→ Written task 1
Put the lines of the entries below into a numbered list, starting at the line that contains "instance, sample <point>922,327</point>." and ending at the line that contains "<point>668,124</point>", both included. Leave out blank lines.
-- start Selected excerpt --
Week 6

Sociology 106: Quantitative Sociological Methods

February 24, 2026

Housekeeping

HW 3: Great job overall. Two main comments:

  • Make sure you are removing missing in your marginal frequency calculations (Q1: filter(!is.na(degree), !is.na(marital)) |>)
  • Make sure to answer all the interpretation questions (e.g., Q4b asked to interpret the correlation coefficient)

Where We Are in the Course

  • Last week (Week 5): basics of probability theory
  • This week (Week 6): probability models of distributions
  • Next week (Week 7): sampling distributions
  • Then (Weeks 8-9): confidence intervals and hypothesis tests

Main idea: Today is the bridge from probability language to inferential statistics.

Agenda

  • Random variables and probability distributions
  • Discrete models:
    • Bernoulli (Binary): one yes/no outcome
    • Binomial: number of successes across repeated Bernoulli trials
  • Continuous models:
    • Normal: a continuous model that often approximates Binomial outcomes when samples are large
  • Implementation in R: dbinom(), pbinom(), pnorm(), qnorm()

Our Running Example for Today

Imagine we’re conducting a survey about voter turnout. Each person either voted (1) or didn’t vote (0).

From prior research — like census records or previous surveys — we know that about 60% of eligible voters in this population actually vote. So we’ll set the probability of voting at \(\pi = 0.6\).
-- end Selected excerpt --
→ Written task 2
Reproduce the part of the Week 6 sociology notes above word for word, starting at "HW 3: Great" and ending at "the correlation coefficient)".
-- start Dataset extract --
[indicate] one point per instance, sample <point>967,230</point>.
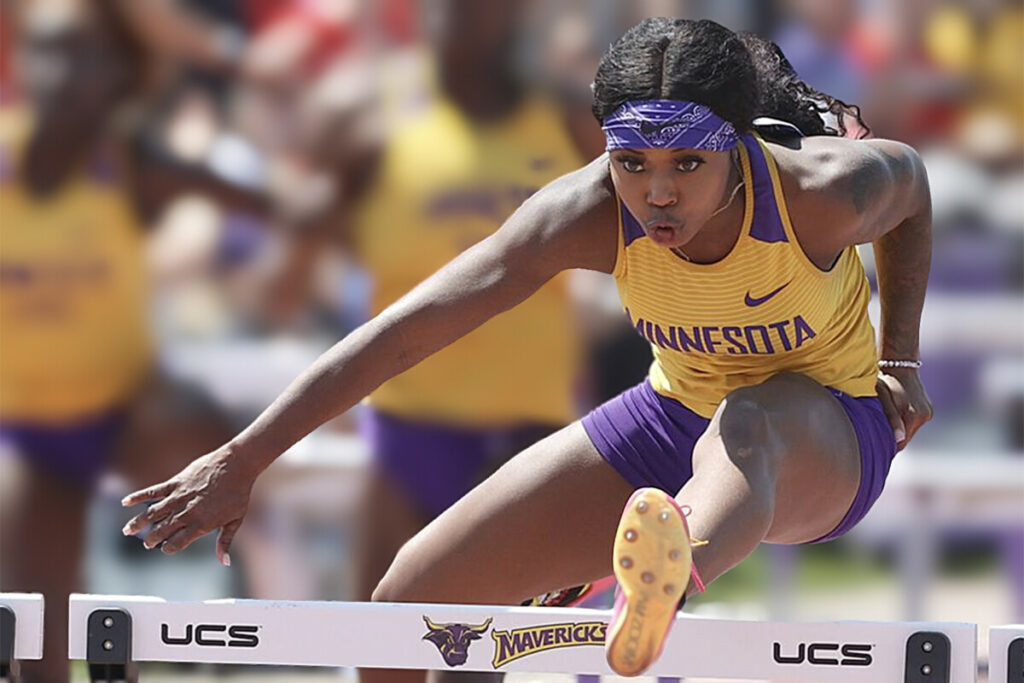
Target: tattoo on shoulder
<point>866,181</point>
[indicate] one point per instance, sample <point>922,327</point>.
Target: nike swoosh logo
<point>751,301</point>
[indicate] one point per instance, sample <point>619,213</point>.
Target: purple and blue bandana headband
<point>668,124</point>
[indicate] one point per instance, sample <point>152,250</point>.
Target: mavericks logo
<point>453,640</point>
<point>517,643</point>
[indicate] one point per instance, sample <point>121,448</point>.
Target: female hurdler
<point>767,414</point>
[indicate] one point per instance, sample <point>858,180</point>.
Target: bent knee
<point>744,423</point>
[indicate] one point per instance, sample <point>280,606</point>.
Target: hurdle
<point>1006,653</point>
<point>115,631</point>
<point>20,631</point>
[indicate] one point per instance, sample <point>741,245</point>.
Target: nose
<point>662,194</point>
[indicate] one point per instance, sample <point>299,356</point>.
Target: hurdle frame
<point>550,640</point>
<point>1006,653</point>
<point>20,631</point>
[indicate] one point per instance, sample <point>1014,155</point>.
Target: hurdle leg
<point>9,668</point>
<point>1006,653</point>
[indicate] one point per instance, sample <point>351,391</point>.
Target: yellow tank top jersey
-- end Dataset extract --
→ Output 1
1. [indicate] one point per instance, sample <point>922,327</point>.
2. Target: nike swoosh logo
3. <point>751,301</point>
4. [indicate] one point per instance, sample <point>619,213</point>.
5. Target: purple and blue bandana headband
6. <point>668,124</point>

→ Output 2
HW 3: Great job overall. Two main comments:

  • Make sure you are removing missing in your marginal frequency calculations (Q1: filter(!is.na(degree), !is.na(marital)) |>)
  • Make sure to answer all the interpretation questions (e.g., Q4b asked to interpret the correlation coefficient)